Problems
1 - According to the comment on moral absolutes, what justification does scripture give for Nephi's killing of Laban?
2 - Proceed with the blog discussion on moral absolutes, writing on from the point at which it stops.

In Exodus it clearly states “thou shalt not kill.” Legally there is no leeway there. Fairly absolute in its definition it seems. But when we read the story of Nephi we read that he was commanded to kill Laban. The scripture gives us a justification for the action by stating that the needs of the righteous outweigh the needs of the wicked. The original absolute seems to again be diluted.

Oaks is correct that religion isn’t the only party that has claim to absolutes. Especially in the marketplace of ideas, but absolutes only owe sway to the believer. Freedom allows the hearer to select their truth – however way they wish to perceive it.

The two biggest issues of the absolute marketplace are (1) when people believe (collectively or individually) that their absolute trumps all others or (2) the denial the consequence of their absolute.

Regardless, we cannot deny a voice, however Morally Absolute it may be stated or however stupid it sounds. The United States has the most unique structures in the entire history of the world, and that is the common market place of ideas where people work together for the greater good of all.

Sorry, L for taking up so much space in blog.
-Loyalist-

Anonymous said...

Some data:
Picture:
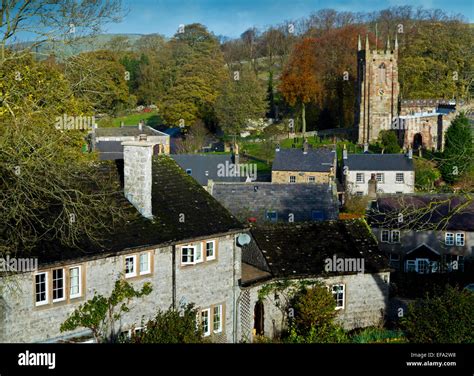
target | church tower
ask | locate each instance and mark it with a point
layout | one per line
(377, 89)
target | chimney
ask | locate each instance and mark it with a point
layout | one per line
(305, 147)
(137, 172)
(344, 153)
(372, 187)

The results
1 - Scripture states that the needs of the righteous outweigh the needs of the wicked.

2 -
i am not a philosopher so don't do well with some of these abstractions. i look at the concrete [i know, piaget/kohlberg stage 3 or 4], for example, the church claims tax exempt status yet tells its members in no uncertain terms to support a very specific piece of legislation [to the point where my elders quorum was e-mailing sample letters for quorum members to sign and send on]. i think a little honesty is in order. i'm uneasy with the ends justifies the means mentality that is present here.

i don't know what a moral absolute is, how can i given the veil over my eyes? but i can try to figure out what good i can do today. i live in the bluest neighborhood in a blue state so politics is probably not the best place for my efforts. but in ward meetings, among relatives, i will continue to make comments, not disruptive or angry, that peace is good, that environmental collapse is pending, and that gay couples need the same legal stability as other couples--all three issues that seem to fly over most ward members as they focus on church attendance and white shirts.